[Records from a collection]
==*==
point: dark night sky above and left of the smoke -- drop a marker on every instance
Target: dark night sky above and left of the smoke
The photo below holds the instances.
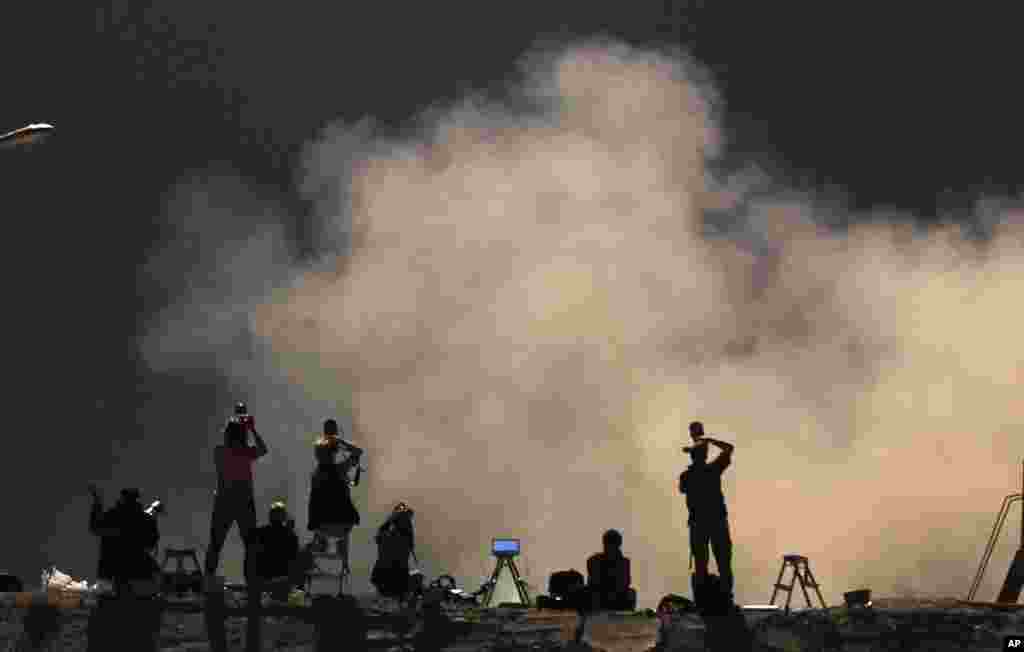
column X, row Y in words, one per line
column 893, row 110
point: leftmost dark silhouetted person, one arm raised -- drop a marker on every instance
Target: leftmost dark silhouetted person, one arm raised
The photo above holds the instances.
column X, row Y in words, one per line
column 129, row 538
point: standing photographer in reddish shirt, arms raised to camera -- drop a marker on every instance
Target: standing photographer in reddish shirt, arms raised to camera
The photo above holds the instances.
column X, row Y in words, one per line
column 235, row 501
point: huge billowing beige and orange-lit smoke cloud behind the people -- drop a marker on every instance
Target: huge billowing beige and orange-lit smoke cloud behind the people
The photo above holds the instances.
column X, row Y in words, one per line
column 523, row 303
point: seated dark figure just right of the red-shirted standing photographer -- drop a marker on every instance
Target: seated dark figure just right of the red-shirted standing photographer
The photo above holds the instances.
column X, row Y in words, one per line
column 274, row 552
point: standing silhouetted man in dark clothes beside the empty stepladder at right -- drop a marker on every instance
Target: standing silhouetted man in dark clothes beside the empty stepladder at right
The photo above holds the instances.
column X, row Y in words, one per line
column 702, row 484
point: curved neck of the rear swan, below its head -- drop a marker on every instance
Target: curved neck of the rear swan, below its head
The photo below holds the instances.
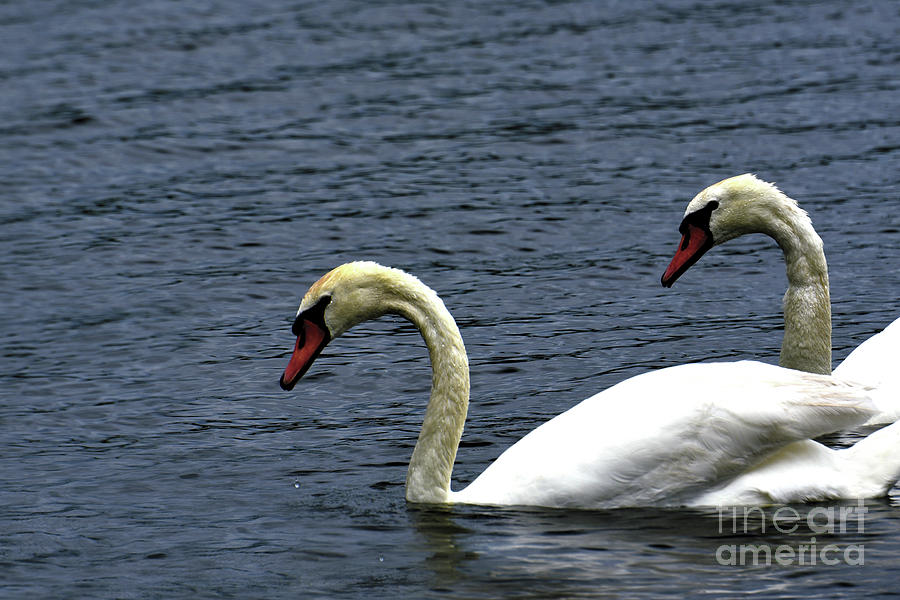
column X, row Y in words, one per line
column 807, row 306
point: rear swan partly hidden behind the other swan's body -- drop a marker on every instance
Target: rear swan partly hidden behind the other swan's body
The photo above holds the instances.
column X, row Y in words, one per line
column 746, row 204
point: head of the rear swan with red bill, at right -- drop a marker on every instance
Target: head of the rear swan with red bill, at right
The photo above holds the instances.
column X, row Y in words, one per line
column 728, row 209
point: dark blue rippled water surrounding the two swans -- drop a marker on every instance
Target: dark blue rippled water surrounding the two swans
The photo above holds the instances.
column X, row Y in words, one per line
column 174, row 175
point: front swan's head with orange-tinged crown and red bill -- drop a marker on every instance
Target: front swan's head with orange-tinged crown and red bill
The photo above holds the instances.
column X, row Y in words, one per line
column 345, row 296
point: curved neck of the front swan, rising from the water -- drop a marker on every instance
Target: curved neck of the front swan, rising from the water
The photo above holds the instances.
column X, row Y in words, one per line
column 431, row 465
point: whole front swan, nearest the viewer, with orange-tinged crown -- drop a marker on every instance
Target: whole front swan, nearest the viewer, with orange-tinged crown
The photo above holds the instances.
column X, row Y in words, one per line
column 662, row 438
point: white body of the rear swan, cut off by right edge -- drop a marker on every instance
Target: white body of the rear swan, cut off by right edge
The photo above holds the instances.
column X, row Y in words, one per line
column 875, row 363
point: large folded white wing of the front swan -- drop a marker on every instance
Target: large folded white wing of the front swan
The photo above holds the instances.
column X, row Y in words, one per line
column 665, row 437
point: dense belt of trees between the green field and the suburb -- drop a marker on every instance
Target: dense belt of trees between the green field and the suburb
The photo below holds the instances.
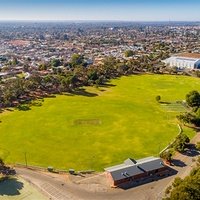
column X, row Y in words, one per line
column 66, row 77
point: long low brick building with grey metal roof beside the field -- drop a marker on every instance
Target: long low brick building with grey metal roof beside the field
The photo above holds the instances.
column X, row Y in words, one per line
column 134, row 170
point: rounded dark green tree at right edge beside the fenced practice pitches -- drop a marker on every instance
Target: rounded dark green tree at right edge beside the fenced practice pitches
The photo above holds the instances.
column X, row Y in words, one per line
column 193, row 98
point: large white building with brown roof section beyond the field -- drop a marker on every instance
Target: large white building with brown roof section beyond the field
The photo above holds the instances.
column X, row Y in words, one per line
column 184, row 61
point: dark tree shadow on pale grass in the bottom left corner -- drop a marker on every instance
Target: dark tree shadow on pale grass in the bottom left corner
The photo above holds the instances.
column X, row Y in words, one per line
column 10, row 187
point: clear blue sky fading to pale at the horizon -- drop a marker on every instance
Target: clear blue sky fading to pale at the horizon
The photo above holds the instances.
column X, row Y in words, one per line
column 119, row 10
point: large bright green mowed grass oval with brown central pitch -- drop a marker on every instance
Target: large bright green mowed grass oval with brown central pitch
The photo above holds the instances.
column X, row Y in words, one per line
column 98, row 128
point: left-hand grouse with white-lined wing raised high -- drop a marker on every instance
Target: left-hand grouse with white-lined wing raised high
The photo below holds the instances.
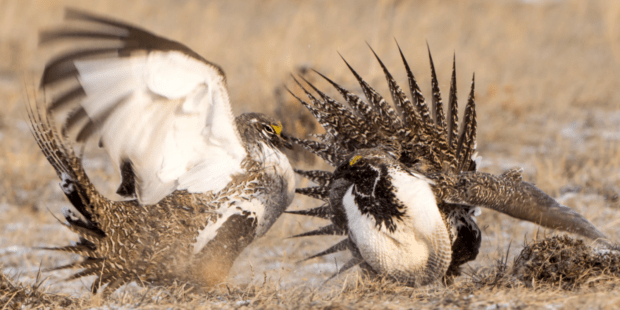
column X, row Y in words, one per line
column 199, row 184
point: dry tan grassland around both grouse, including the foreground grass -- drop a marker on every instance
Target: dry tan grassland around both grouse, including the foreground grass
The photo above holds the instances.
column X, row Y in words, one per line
column 546, row 76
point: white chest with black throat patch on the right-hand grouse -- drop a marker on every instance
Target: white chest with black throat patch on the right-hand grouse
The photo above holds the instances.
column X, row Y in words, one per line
column 412, row 239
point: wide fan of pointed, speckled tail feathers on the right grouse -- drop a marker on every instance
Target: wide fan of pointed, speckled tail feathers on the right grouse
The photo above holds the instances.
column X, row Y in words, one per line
column 411, row 134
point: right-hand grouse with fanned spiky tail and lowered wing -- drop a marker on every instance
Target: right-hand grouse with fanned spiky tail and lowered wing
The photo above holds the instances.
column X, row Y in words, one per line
column 406, row 187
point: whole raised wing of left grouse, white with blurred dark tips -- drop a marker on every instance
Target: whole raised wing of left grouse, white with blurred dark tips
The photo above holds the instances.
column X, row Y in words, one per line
column 161, row 111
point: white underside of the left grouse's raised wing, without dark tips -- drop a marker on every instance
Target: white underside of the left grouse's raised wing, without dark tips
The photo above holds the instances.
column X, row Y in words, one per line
column 170, row 116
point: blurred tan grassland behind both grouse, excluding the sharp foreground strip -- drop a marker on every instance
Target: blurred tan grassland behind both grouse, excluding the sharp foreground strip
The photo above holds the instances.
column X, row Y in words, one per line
column 546, row 91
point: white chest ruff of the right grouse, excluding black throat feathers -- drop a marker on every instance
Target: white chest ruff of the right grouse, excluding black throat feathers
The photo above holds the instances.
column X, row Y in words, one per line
column 406, row 250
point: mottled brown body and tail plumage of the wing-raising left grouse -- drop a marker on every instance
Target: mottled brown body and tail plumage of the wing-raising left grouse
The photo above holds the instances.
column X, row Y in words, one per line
column 124, row 241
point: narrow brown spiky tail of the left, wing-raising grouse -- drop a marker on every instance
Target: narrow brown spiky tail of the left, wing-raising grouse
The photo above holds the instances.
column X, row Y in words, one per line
column 80, row 192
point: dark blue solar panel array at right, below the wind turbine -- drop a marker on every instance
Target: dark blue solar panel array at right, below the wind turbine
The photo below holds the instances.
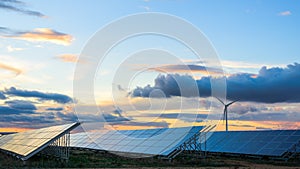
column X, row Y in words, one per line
column 267, row 143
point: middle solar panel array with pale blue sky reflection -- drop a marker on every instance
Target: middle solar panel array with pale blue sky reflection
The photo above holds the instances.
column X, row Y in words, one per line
column 149, row 142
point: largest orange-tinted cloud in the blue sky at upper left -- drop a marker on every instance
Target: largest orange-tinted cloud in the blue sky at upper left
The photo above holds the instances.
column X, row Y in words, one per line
column 44, row 35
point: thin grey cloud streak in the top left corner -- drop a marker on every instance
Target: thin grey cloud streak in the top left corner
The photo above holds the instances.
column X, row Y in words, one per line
column 17, row 6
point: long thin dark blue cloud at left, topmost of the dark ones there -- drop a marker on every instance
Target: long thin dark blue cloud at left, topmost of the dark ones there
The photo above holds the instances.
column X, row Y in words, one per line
column 58, row 98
==*==
[Exercise instructions]: The copy you return must match the records above exactly, minus any images.

[Response for this exercise]:
point: dark night sky above and left of the smoke -- drop a marker on every instance
Target: dark night sky above and left of the smoke
The photo below holds the instances.
column X, row Y in words, one per line
column 893, row 110
point: leftmost dark silhouetted person, one arm raised -- drop a marker on every instance
Target: leftmost dark silhouetted person, one arm raised
The photo above holds the instances.
column X, row Y in words, one per line
column 129, row 538
point: standing photographer in reddish shirt, arms raised to camera -- drop a marker on every instance
Target: standing photographer in reddish shirt, arms raised to camera
The photo above holds the instances.
column X, row Y in words, one per line
column 235, row 501
point: huge billowing beige and orange-lit smoke cloud behind the people -- drop a marker on every instance
Target: huge billowing beige and orange-lit smoke cloud behind the people
The photo above holds the instances.
column X, row Y in words, one per line
column 523, row 303
point: seated dark figure just right of the red-shirted standing photographer -- drop a marker on every instance
Target: seated dark figure just right of the red-shirted standing photographer
The photo above holds the instances.
column X, row Y in words, one per line
column 274, row 552
point: standing silhouetted man in dark clothes beside the empty stepladder at right -- drop a marker on every instance
Target: standing silhouetted man in dark clothes beside the empty stepladder at right
The photo above holds the instances.
column X, row Y in words, one per line
column 702, row 484
point: curved neck of the rear swan, below its head -- drop a marker on every instance
Target: curved neck of the rear swan, below its head
The photo below holds the instances.
column X, row Y in words, one per line
column 807, row 306
point: rear swan partly hidden behind the other swan's body -- drop a marker on every instance
Target: rear swan partly hidden behind the other swan's body
The photo above holds the instances.
column X, row Y in words, one per line
column 746, row 204
point: head of the rear swan with red bill, at right -- drop a marker on every instance
Target: head of the rear swan with red bill, at right
The photo above holds the instances.
column X, row Y in words, one per line
column 728, row 209
point: dark blue rippled water surrounding the two swans -- drop a marker on every instance
Target: dark blue rippled water surrounding the two swans
The photo above holds the instances.
column X, row Y in words, one per line
column 174, row 175
point: front swan's head with orange-tinged crown and red bill -- drop a marker on every instance
Target: front swan's head with orange-tinged crown and red bill
The photo above holds the instances.
column X, row Y in words, one per line
column 345, row 296
point: curved neck of the front swan, rising from the water -- drop a marker on every instance
Target: curved neck of the front swan, rising from the water
The photo above holds the instances.
column X, row Y in words, one per line
column 431, row 465
point: whole front swan, nearest the viewer, with orange-tinged crown -- drop a marker on every instance
Target: whole front swan, nearest the viewer, with orange-tinged crown
The photo above holds the instances.
column X, row Y in words, one per line
column 662, row 438
point: white body of the rear swan, cut off by right edge -- drop a marker on every instance
Target: white body of the rear swan, cut off by right edge
The photo above holds the instances.
column X, row Y in words, one per line
column 875, row 363
point: large folded white wing of the front swan -- drop a marker on every instance
Target: large folded white wing of the front swan
The photo above holds the instances.
column X, row Y in words, one per line
column 665, row 437
point: dense belt of trees between the green field and the suburb -- drop a marker on every instance
Target: dense belt of trees between the green field and the suburb
The photo below holds the instances.
column X, row Y in words, one per line
column 66, row 77
point: long low brick building with grey metal roof beside the field -- drop a marker on every instance
Target: long low brick building with grey metal roof beside the field
The photo above holds the instances.
column X, row Y in words, one per line
column 134, row 170
point: rounded dark green tree at right edge beside the fenced practice pitches -- drop a marker on every instance
Target: rounded dark green tree at right edge beside the fenced practice pitches
The photo above holds the instances.
column X, row Y in words, one per line
column 193, row 98
point: large white building with brown roof section beyond the field -- drop a marker on every instance
Target: large white building with brown roof section beyond the field
The photo above holds the instances.
column X, row Y in words, one per line
column 184, row 61
point: dark tree shadow on pale grass in the bottom left corner -- drop a marker on every instance
Target: dark tree shadow on pale grass in the bottom left corner
The photo above holds the instances.
column X, row Y in words, one per line
column 10, row 187
point: clear blue sky fading to pale at the horizon -- drop a marker on every instance
Target: clear blue sky fading to pale at the horizon
The photo above holds the instances.
column X, row Y in words, one per line
column 119, row 10
point: large bright green mowed grass oval with brown central pitch -- drop a marker on every instance
Target: large bright green mowed grass oval with brown central pitch
The photo above holds the instances.
column X, row Y in words, one per line
column 98, row 128
point: left-hand grouse with white-lined wing raised high -- drop a marker on every instance
Target: left-hand grouse with white-lined wing raised high
The photo below holds the instances.
column X, row Y in words, one per line
column 199, row 184
point: dry tan grassland around both grouse, including the foreground grass -- drop a marker on every instance
Target: dry tan grassland around both grouse, including the foreground grass
The photo above holds the instances.
column X, row Y in words, one per line
column 546, row 76
point: white chest with black throat patch on the right-hand grouse -- drop a marker on every instance
Target: white chest with black throat patch on the right-hand grouse
The photo above holds the instances.
column X, row Y in words, one per line
column 412, row 239
point: wide fan of pointed, speckled tail feathers on the right grouse -- drop a marker on every instance
Target: wide fan of pointed, speckled tail feathers on the right grouse
The photo above holds the instances.
column X, row Y in words, one per line
column 411, row 134
point: right-hand grouse with fanned spiky tail and lowered wing -- drop a marker on every instance
Target: right-hand grouse with fanned spiky tail and lowered wing
The photo above holds the instances.
column X, row Y in words, one per line
column 406, row 187
point: whole raised wing of left grouse, white with blurred dark tips -- drop a marker on every instance
Target: whole raised wing of left grouse, white with blurred dark tips
The photo above holds the instances.
column X, row Y in words, one per line
column 161, row 111
point: white underside of the left grouse's raised wing, without dark tips -- drop a marker on every instance
Target: white underside of the left grouse's raised wing, without dark tips
The photo above holds the instances.
column X, row Y in words, one per line
column 170, row 116
point: blurred tan grassland behind both grouse, excluding the sharp foreground strip -- drop a marker on every instance
Target: blurred tan grassland behind both grouse, excluding the sharp foreground strip
The photo above holds the instances.
column X, row Y in words, one per line
column 546, row 91
point: white chest ruff of the right grouse, excluding black throat feathers -- drop a marker on every instance
Target: white chest ruff of the right grouse, excluding black throat feathers
The photo above holds the instances.
column X, row Y in words, one per line
column 406, row 250
point: mottled brown body and tail plumage of the wing-raising left grouse -- drop a marker on every instance
Target: mottled brown body and tail plumage of the wing-raising left grouse
The photo above holds the instances.
column X, row Y in words, one per line
column 124, row 241
point: narrow brown spiky tail of the left, wing-raising grouse -- drop a marker on every instance
Target: narrow brown spiky tail of the left, wing-raising grouse
The photo above holds the instances.
column X, row Y in words, one per line
column 80, row 192
point: dark blue solar panel array at right, below the wind turbine -- drop a marker on every instance
Target: dark blue solar panel array at right, below the wind turbine
The photo below holds the instances.
column X, row Y in words, one per line
column 267, row 143
point: middle solar panel array with pale blue sky reflection -- drop a marker on every instance
Target: middle solar panel array with pale blue sky reflection
The photo above holds the instances.
column X, row Y in words, one per line
column 149, row 142
point: largest orange-tinted cloud in the blue sky at upper left -- drop a marker on every instance
Target: largest orange-tinted cloud in the blue sky at upper left
The photo above holds the instances.
column X, row Y in words, one per line
column 44, row 35
point: thin grey cloud streak in the top left corner -- drop a marker on every instance
Target: thin grey cloud streak in the top left corner
The photo above holds the instances.
column X, row Y in words, one per line
column 17, row 6
point: long thin dark blue cloud at left, topmost of the dark ones there -- drop a marker on every instance
Target: long thin dark blue cloud at left, topmost of the dark ones there
The photo above holds the instances.
column X, row Y in words, one per line
column 58, row 98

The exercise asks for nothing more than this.